-- Extracted information --

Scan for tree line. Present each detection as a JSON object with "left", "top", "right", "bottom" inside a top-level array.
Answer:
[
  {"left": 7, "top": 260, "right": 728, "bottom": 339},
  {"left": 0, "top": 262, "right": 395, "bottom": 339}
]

-- Directions for this task --
Repeat the entire listing above without changing a word.

-- Response box --
Scan for tree line. Present each detection as a JSON object with "left", "top", "right", "bottom" inside a top-level array.
Answer:
[
  {"left": 7, "top": 260, "right": 728, "bottom": 339},
  {"left": 0, "top": 262, "right": 395, "bottom": 339}
]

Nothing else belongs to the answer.